── DATASET EXCERPTS

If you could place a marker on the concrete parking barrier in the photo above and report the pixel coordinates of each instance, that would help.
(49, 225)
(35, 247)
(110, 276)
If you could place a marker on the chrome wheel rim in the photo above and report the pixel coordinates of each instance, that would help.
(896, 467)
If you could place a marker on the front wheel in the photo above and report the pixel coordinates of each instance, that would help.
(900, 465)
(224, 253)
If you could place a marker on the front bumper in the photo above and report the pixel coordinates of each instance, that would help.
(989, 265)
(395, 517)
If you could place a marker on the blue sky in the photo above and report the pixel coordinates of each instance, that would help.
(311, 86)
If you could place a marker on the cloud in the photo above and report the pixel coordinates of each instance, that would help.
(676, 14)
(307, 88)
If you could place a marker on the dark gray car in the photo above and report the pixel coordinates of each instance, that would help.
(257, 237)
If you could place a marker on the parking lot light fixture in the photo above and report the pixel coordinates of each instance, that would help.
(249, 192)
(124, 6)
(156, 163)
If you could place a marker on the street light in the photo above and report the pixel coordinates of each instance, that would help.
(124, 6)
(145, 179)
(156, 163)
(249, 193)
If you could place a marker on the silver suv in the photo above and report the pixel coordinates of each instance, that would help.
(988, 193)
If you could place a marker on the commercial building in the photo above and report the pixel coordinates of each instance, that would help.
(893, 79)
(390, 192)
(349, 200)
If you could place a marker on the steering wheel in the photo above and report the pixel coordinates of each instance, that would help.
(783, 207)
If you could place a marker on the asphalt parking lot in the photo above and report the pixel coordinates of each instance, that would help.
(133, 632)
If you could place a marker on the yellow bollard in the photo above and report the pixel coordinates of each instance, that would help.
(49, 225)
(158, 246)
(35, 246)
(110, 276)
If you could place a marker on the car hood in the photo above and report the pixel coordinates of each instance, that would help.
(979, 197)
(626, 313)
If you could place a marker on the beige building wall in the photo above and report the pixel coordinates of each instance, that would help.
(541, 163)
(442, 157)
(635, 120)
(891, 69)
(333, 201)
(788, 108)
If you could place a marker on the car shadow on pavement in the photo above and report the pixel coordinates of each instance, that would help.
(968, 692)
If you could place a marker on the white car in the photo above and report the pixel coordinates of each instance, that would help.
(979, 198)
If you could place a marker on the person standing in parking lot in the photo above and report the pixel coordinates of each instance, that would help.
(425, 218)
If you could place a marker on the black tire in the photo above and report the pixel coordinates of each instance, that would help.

────

(WORK TO DO):
Copy each record from above without leaving any out.

(REPLY):
If you could place a marker on the concrete parking barrier in the photo above and report the pixel coordinates of each instance, that would help.
(49, 225)
(35, 247)
(110, 276)
If you could place a marker on the chrome wheel rim in the photo above and report the pixel coordinates of each instance, that would help.
(896, 467)
If you could place a marker on the front wheel in the photo above and report the pixel coordinates of each instance, that would help.
(900, 465)
(224, 253)
If you could place a marker on the front bumper in the photo above and report the pixel coordinates of each instance, that would help.
(989, 265)
(395, 517)
If you could place a marker on the blue sky in the photo above and report the pixel coordinates of each instance, that would help.
(311, 86)
If you could place a marker on the cloud in the photo above and report the pixel coordinates of each instance, that would help.
(676, 14)
(307, 88)
If you could place a marker on the dark gray car in the photo above and report the pixel coordinates of each instance, that would help.
(257, 237)
If you could place a marker on the parking lot light fixture in the photo above and report the pixel coordinates of each instance, that would help.
(249, 192)
(124, 6)
(156, 163)
If you could place a marker on the street light in the photo above and report the pixel coordinates of each instance, that would help.
(124, 6)
(145, 179)
(156, 163)
(249, 193)
If you could place a marker on the silver suv in the photo above and report the pixel coordinates of each instance, that would help.
(988, 193)
If you could place a marker on the commercial building in the photo above and report the pixel coordinates of each instance, that would help.
(893, 79)
(390, 192)
(349, 200)
If you could place a marker on the steering wheel in the photo above and report the pixel coordinates of each instance, that would help.
(783, 207)
If you could place a marker on the asphalt parking lot in the photo above and report the pixel coordinates of each instance, that would help.
(133, 632)
If you could place a marker on the yellow bollard in the photo above and report the pixel coordinates of each instance, that would help.
(49, 225)
(158, 246)
(35, 246)
(110, 276)
If you could place a marker on the car hood in the photo above and report the pixel coordinates of each instance, that would help.
(979, 197)
(626, 313)
If you could place a marker on the beige building wall in the photo above and report the pixel coordinates of each instance, that would help.
(541, 163)
(442, 157)
(635, 120)
(891, 69)
(333, 201)
(788, 108)
If you could place a marker on the car shadow on pavement in the photo above and report the pixel coordinates of each instance, that would help.
(968, 692)
If you could place a marker on the white car in the photo above and report the pixel coordinates of each instance, that would help.
(979, 198)
If you could place a marker on the person standing in parking lot in the photo above and report the pixel coordinates of each instance, that would help.
(425, 218)
If you could place a marker on the black tire in the photo above and report the pixel coordinates of each instance, that would help.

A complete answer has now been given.